Task list:
A - Name every broad habitat the State of the Birds article says the report uses to examine bird status.
B - According to the State of the Birds article, by what percentage have Bendire's Thrasher populations decreased?
C - Write the next part of the State of the Birds article, picking up after its final sentence.

### Passage provided

One hundred years after the extinction of the Passenger Pigeon, the nation’s top bird scientists from conservation groups and agencies have come together again to publish the fifth State of the Birds report. This is the most comprehensive review of long-term trend data for U.S. birds ever compiled.
Yesterday morning I attended the official release of the report at the Smithsonian Castle, in Washington, D.C. Pete Marra, the head of the Smithsonian Migratory Bird Center, summed up the report by saying, “America’s report card is mixed. We may need to go to summer school.”
The report includes a “Watch List” of species in need of immediate conservation help, as well as a list of common birds in steep decline. It examines the status of birds by broad habitat, including aridlands, Eastern forests, Western forests, grasslands, coasts, wetlands, oceans, and islands.
For example, in the aridlands of the west, bird populations are declining more than anywhere else, with an overall loss of 46% since 1968. Habitat loss and fragmentation are the culprits, thanks to residential and energy development, unsustainable land use, and encroachment of non-native and invasive plant species. Scaled Quail and LeConte’s Thrasher have declined by 75%. Bendire’s Thrasher populations have decreased 85%. In the words of Dr. Marra, “It is getting close to being gone.”

######
### Supplied information

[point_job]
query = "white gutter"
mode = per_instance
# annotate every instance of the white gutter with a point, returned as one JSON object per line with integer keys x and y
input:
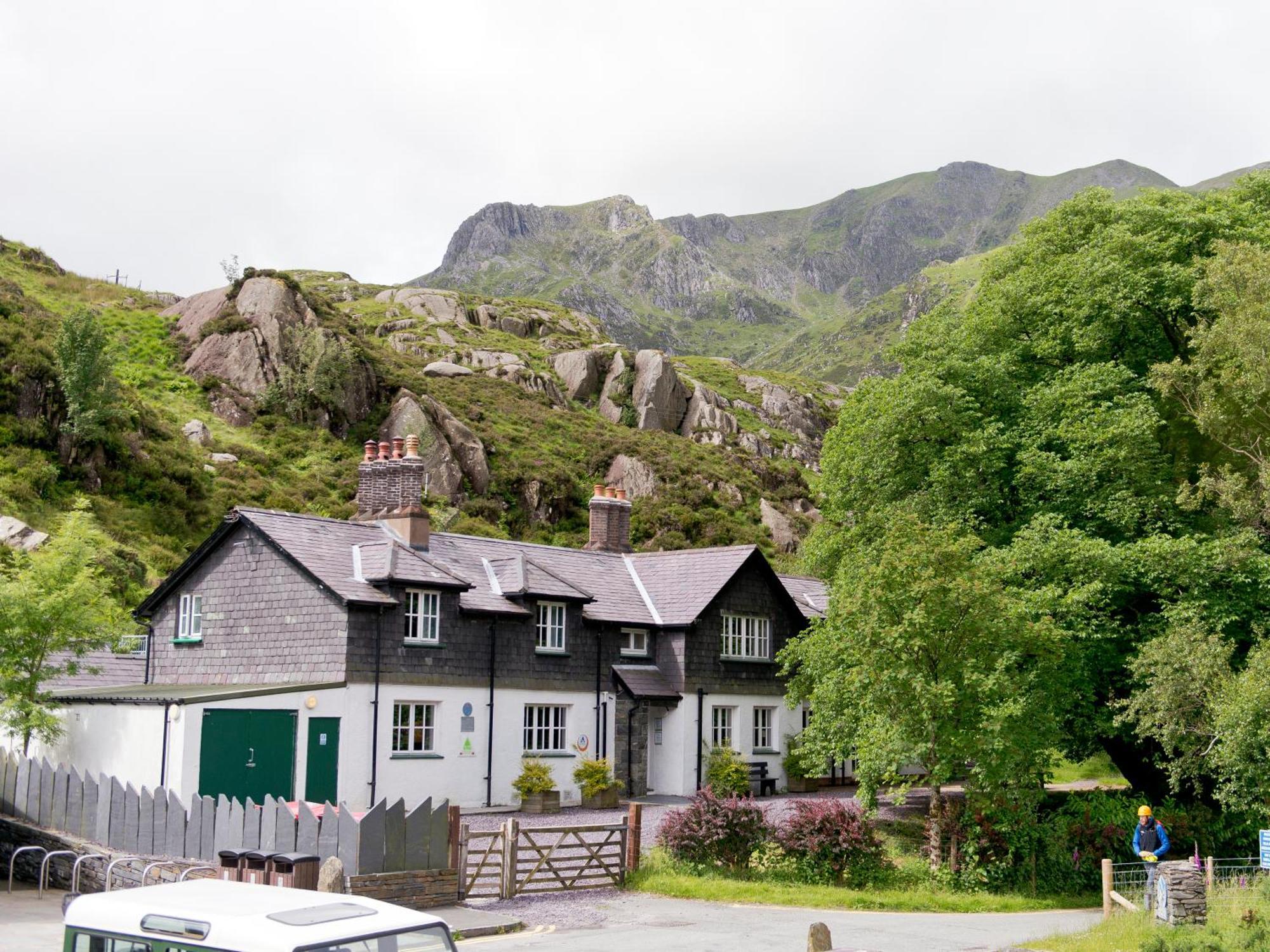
{"x": 643, "y": 592}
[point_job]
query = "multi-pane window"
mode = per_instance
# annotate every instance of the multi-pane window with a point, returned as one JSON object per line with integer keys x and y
{"x": 415, "y": 727}
{"x": 545, "y": 728}
{"x": 551, "y": 637}
{"x": 634, "y": 642}
{"x": 422, "y": 616}
{"x": 721, "y": 727}
{"x": 190, "y": 618}
{"x": 764, "y": 722}
{"x": 746, "y": 637}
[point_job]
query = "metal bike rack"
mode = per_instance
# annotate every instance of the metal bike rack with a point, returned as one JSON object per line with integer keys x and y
{"x": 111, "y": 866}
{"x": 78, "y": 864}
{"x": 44, "y": 869}
{"x": 15, "y": 857}
{"x": 158, "y": 863}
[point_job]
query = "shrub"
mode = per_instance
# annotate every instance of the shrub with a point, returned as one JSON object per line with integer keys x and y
{"x": 594, "y": 777}
{"x": 832, "y": 842}
{"x": 716, "y": 831}
{"x": 727, "y": 774}
{"x": 535, "y": 779}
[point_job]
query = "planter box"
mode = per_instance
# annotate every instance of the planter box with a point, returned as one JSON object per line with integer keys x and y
{"x": 605, "y": 800}
{"x": 547, "y": 803}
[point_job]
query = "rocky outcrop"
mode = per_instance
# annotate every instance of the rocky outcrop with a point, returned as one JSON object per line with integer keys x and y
{"x": 581, "y": 371}
{"x": 658, "y": 395}
{"x": 633, "y": 475}
{"x": 446, "y": 369}
{"x": 18, "y": 535}
{"x": 779, "y": 525}
{"x": 196, "y": 432}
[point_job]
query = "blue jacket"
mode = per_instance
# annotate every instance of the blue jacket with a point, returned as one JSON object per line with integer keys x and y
{"x": 1160, "y": 831}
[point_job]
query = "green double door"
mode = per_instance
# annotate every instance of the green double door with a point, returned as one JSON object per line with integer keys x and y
{"x": 248, "y": 755}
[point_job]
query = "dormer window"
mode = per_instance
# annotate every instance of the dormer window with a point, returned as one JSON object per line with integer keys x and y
{"x": 747, "y": 638}
{"x": 422, "y": 618}
{"x": 551, "y": 634}
{"x": 190, "y": 618}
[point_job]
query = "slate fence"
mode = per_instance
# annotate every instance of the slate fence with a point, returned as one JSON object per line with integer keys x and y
{"x": 156, "y": 823}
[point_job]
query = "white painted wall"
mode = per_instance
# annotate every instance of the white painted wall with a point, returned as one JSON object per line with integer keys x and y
{"x": 124, "y": 741}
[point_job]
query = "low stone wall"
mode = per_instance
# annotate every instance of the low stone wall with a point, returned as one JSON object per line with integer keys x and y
{"x": 16, "y": 833}
{"x": 418, "y": 889}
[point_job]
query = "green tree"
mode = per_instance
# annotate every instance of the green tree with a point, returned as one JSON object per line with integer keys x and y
{"x": 57, "y": 605}
{"x": 926, "y": 658}
{"x": 86, "y": 374}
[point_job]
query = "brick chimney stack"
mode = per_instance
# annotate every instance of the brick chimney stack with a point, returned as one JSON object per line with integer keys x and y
{"x": 391, "y": 489}
{"x": 610, "y": 521}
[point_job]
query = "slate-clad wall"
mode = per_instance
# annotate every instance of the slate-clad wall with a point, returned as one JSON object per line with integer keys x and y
{"x": 463, "y": 657}
{"x": 754, "y": 591}
{"x": 265, "y": 623}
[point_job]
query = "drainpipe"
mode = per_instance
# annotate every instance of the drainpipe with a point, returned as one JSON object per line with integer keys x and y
{"x": 596, "y": 739}
{"x": 375, "y": 704}
{"x": 490, "y": 743}
{"x": 163, "y": 755}
{"x": 702, "y": 713}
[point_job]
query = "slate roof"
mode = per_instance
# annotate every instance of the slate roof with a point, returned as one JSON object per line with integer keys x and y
{"x": 655, "y": 590}
{"x": 645, "y": 681}
{"x": 811, "y": 596}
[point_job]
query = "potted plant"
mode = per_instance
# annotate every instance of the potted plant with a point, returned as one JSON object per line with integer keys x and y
{"x": 599, "y": 786}
{"x": 537, "y": 788}
{"x": 797, "y": 776}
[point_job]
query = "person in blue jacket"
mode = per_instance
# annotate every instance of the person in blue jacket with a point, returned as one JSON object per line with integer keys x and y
{"x": 1151, "y": 843}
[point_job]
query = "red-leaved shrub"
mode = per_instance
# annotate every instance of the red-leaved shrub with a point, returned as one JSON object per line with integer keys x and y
{"x": 832, "y": 841}
{"x": 714, "y": 831}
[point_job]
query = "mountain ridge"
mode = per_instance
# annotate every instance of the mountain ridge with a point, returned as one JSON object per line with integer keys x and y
{"x": 741, "y": 286}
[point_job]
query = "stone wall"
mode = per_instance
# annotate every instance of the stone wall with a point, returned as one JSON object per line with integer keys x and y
{"x": 418, "y": 889}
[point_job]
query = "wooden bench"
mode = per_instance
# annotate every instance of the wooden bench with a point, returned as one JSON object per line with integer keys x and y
{"x": 759, "y": 775}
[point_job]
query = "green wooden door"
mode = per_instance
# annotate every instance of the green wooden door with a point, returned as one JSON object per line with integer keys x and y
{"x": 322, "y": 775}
{"x": 248, "y": 755}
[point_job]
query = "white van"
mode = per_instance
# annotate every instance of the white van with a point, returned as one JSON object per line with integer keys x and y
{"x": 213, "y": 916}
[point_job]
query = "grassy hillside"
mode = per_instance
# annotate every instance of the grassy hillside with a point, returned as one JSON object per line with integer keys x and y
{"x": 158, "y": 494}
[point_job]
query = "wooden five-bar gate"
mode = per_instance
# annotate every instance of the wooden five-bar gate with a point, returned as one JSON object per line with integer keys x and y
{"x": 510, "y": 861}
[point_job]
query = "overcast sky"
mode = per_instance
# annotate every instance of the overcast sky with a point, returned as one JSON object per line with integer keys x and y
{"x": 159, "y": 138}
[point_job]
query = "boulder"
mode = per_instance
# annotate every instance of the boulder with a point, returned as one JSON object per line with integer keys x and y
{"x": 660, "y": 398}
{"x": 632, "y": 474}
{"x": 192, "y": 313}
{"x": 779, "y": 525}
{"x": 609, "y": 408}
{"x": 580, "y": 371}
{"x": 445, "y": 369}
{"x": 331, "y": 876}
{"x": 18, "y": 535}
{"x": 196, "y": 432}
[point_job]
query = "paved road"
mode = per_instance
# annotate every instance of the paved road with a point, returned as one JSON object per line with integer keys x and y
{"x": 642, "y": 923}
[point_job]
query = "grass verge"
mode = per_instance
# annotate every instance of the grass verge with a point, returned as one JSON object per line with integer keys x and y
{"x": 664, "y": 878}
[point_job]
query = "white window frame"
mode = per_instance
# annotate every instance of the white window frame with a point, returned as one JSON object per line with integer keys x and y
{"x": 404, "y": 741}
{"x": 424, "y": 616}
{"x": 747, "y": 638}
{"x": 547, "y": 729}
{"x": 551, "y": 634}
{"x": 190, "y": 618}
{"x": 629, "y": 643}
{"x": 764, "y": 729}
{"x": 723, "y": 722}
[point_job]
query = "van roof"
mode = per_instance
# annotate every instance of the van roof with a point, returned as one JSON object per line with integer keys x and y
{"x": 238, "y": 915}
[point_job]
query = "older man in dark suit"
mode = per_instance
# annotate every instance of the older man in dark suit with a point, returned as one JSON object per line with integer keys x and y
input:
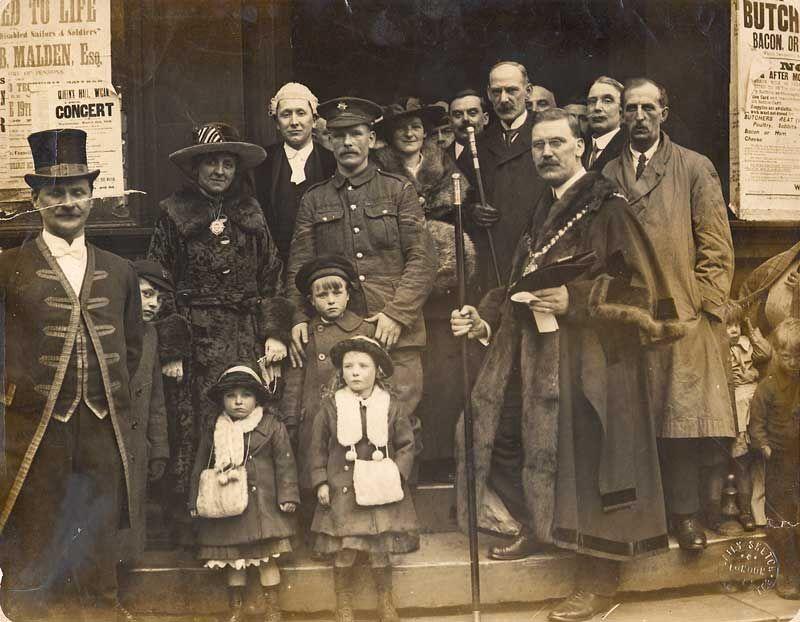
{"x": 73, "y": 336}
{"x": 513, "y": 186}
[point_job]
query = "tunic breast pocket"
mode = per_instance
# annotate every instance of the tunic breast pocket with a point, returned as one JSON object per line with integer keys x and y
{"x": 329, "y": 228}
{"x": 382, "y": 224}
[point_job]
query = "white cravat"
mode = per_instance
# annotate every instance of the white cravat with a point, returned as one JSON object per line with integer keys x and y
{"x": 297, "y": 160}
{"x": 71, "y": 258}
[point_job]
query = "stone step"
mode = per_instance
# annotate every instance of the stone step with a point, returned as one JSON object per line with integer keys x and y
{"x": 435, "y": 577}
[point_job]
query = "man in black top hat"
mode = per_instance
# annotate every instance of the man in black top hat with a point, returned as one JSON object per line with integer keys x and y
{"x": 374, "y": 219}
{"x": 73, "y": 335}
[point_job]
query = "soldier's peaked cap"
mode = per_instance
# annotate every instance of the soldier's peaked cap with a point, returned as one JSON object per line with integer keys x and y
{"x": 349, "y": 111}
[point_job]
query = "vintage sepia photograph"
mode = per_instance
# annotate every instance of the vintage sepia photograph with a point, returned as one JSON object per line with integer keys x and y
{"x": 382, "y": 310}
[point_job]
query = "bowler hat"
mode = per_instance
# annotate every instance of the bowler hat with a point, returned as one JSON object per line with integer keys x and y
{"x": 324, "y": 265}
{"x": 58, "y": 155}
{"x": 215, "y": 138}
{"x": 370, "y": 346}
{"x": 240, "y": 374}
{"x": 155, "y": 273}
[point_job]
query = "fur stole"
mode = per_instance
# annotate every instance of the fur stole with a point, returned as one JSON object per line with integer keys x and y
{"x": 192, "y": 211}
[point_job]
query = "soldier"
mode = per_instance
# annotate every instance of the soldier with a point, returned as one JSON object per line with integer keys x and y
{"x": 373, "y": 218}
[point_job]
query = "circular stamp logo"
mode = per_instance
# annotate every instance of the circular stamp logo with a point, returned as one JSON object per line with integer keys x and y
{"x": 748, "y": 564}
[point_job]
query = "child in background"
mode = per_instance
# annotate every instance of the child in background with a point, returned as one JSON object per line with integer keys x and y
{"x": 743, "y": 358}
{"x": 326, "y": 282}
{"x": 148, "y": 418}
{"x": 249, "y": 432}
{"x": 361, "y": 420}
{"x": 775, "y": 431}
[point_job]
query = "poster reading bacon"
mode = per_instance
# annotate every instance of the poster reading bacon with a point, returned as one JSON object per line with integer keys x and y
{"x": 765, "y": 109}
{"x": 54, "y": 56}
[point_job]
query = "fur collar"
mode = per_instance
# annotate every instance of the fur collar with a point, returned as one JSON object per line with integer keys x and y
{"x": 191, "y": 211}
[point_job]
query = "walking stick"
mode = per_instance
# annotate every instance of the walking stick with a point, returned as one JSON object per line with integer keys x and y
{"x": 473, "y": 147}
{"x": 475, "y": 578}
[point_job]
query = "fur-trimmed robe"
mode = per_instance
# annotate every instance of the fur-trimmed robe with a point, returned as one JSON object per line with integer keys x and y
{"x": 590, "y": 471}
{"x": 228, "y": 295}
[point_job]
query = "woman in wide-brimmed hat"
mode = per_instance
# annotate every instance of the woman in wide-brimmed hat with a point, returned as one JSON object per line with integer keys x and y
{"x": 212, "y": 237}
{"x": 411, "y": 151}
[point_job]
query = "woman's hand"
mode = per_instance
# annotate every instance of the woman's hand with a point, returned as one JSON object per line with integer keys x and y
{"x": 324, "y": 495}
{"x": 173, "y": 369}
{"x": 553, "y": 300}
{"x": 467, "y": 322}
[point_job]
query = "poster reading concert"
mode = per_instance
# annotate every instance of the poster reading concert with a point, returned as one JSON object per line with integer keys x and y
{"x": 55, "y": 71}
{"x": 765, "y": 110}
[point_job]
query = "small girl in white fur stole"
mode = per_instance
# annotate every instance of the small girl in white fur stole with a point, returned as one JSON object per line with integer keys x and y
{"x": 248, "y": 432}
{"x": 362, "y": 452}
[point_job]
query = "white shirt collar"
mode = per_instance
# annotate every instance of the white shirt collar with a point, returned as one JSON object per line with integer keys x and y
{"x": 647, "y": 154}
{"x": 601, "y": 142}
{"x": 559, "y": 192}
{"x": 516, "y": 123}
{"x": 55, "y": 243}
{"x": 303, "y": 152}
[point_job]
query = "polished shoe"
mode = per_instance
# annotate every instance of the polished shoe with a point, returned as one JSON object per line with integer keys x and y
{"x": 580, "y": 605}
{"x": 691, "y": 535}
{"x": 748, "y": 522}
{"x": 524, "y": 546}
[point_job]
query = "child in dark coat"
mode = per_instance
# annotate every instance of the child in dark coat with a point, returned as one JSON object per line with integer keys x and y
{"x": 775, "y": 431}
{"x": 361, "y": 421}
{"x": 248, "y": 432}
{"x": 326, "y": 282}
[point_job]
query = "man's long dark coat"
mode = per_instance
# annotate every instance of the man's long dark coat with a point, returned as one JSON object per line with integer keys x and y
{"x": 590, "y": 471}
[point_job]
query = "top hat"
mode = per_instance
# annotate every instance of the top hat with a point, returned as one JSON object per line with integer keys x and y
{"x": 215, "y": 138}
{"x": 349, "y": 111}
{"x": 58, "y": 155}
{"x": 394, "y": 113}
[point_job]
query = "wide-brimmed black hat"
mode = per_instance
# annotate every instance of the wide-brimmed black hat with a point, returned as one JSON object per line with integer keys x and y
{"x": 239, "y": 375}
{"x": 370, "y": 346}
{"x": 324, "y": 265}
{"x": 215, "y": 138}
{"x": 58, "y": 155}
{"x": 394, "y": 113}
{"x": 155, "y": 273}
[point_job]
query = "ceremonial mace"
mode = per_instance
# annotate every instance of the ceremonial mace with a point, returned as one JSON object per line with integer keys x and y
{"x": 475, "y": 578}
{"x": 473, "y": 147}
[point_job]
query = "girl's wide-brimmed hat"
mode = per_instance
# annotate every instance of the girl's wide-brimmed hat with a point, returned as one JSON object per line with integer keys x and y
{"x": 368, "y": 345}
{"x": 239, "y": 375}
{"x": 394, "y": 113}
{"x": 215, "y": 138}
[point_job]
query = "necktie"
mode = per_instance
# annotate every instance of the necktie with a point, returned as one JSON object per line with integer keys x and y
{"x": 640, "y": 166}
{"x": 593, "y": 156}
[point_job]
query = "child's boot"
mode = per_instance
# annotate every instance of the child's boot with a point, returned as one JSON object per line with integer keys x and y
{"x": 272, "y": 611}
{"x": 383, "y": 585}
{"x": 343, "y": 584}
{"x": 235, "y": 604}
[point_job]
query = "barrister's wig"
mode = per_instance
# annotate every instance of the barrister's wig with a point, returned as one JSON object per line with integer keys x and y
{"x": 367, "y": 345}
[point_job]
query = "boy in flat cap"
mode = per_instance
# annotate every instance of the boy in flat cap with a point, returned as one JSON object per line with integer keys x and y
{"x": 73, "y": 339}
{"x": 374, "y": 219}
{"x": 294, "y": 163}
{"x": 327, "y": 283}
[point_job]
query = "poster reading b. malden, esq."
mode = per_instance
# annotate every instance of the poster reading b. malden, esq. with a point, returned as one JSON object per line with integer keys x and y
{"x": 765, "y": 109}
{"x": 55, "y": 70}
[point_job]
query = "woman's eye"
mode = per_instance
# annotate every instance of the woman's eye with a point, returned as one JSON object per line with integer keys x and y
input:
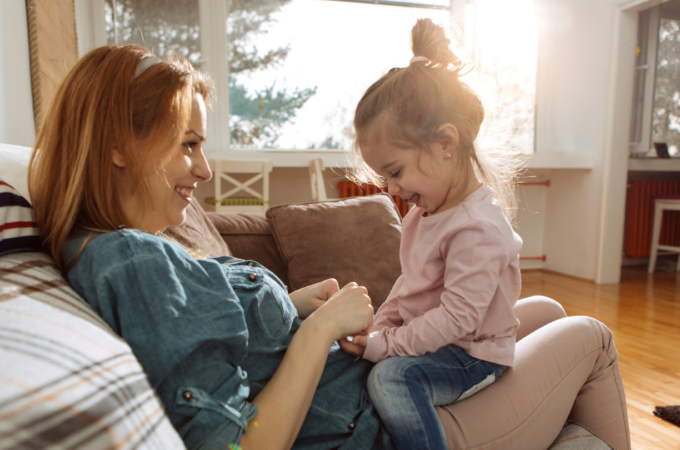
{"x": 189, "y": 146}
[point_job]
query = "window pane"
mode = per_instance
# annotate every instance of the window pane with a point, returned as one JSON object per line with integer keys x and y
{"x": 165, "y": 27}
{"x": 666, "y": 111}
{"x": 640, "y": 77}
{"x": 506, "y": 39}
{"x": 299, "y": 67}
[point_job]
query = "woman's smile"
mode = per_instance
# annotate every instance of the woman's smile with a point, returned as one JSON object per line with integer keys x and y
{"x": 185, "y": 192}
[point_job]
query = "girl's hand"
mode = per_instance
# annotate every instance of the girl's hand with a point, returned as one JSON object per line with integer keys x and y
{"x": 347, "y": 313}
{"x": 309, "y": 298}
{"x": 356, "y": 347}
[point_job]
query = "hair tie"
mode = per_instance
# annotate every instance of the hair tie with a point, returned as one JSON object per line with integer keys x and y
{"x": 147, "y": 62}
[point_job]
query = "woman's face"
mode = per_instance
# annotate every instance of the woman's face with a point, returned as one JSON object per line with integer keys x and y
{"x": 172, "y": 185}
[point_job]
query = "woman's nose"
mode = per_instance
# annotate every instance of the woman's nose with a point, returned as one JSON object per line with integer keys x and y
{"x": 201, "y": 168}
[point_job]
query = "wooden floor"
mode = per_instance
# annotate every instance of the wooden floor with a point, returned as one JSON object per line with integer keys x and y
{"x": 643, "y": 313}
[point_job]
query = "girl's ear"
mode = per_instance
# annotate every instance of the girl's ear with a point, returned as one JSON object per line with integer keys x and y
{"x": 450, "y": 139}
{"x": 117, "y": 158}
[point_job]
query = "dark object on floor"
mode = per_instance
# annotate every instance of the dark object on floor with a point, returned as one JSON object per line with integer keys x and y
{"x": 668, "y": 413}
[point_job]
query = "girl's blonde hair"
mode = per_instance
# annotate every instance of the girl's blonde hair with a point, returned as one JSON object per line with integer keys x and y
{"x": 101, "y": 106}
{"x": 407, "y": 106}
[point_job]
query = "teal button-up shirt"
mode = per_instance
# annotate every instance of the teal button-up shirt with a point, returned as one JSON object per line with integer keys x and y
{"x": 210, "y": 334}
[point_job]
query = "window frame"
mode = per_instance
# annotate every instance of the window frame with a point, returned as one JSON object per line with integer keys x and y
{"x": 644, "y": 145}
{"x": 213, "y": 23}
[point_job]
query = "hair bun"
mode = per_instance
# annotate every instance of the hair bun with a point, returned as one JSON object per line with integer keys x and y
{"x": 429, "y": 40}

######

Exercise responses:
A - aridlands, Eastern forests, Western forests, grasslands, coasts, wetlands, oceans, islands

B - 85%

C -
Bendire’s Thrasher/Photo by Steve Valasek via Flickr Creative Commons
In our grasslands, the story is much the same: Lark Bunting, McCown’s Longspur, Mountain Plover, and Sprague’s Pipit have all declined by 75%. The loss of wintering habitat in Chihuahua, Mexico is the likely transgressor.
Shorebirds are among the most threatened groups of North American birds. More than half of U.S. shorebirds species are on the Watch List, including beach-nesting Piping and Wilson’s plovers, prairie-nesting Mountain Plover and Long-billed Curlew, and arctic-nesting Red Knot and Hudsonian Godwit.
Eastern forest bird populations have dropped 32%, with a continued steady decline since 2009. Species that need either young forests (such as Golden-winged Warbler and Eastern Towhee) or mature deciduous forest (such as Wood Thrush and Cerulean Warbler) had the steepest declines.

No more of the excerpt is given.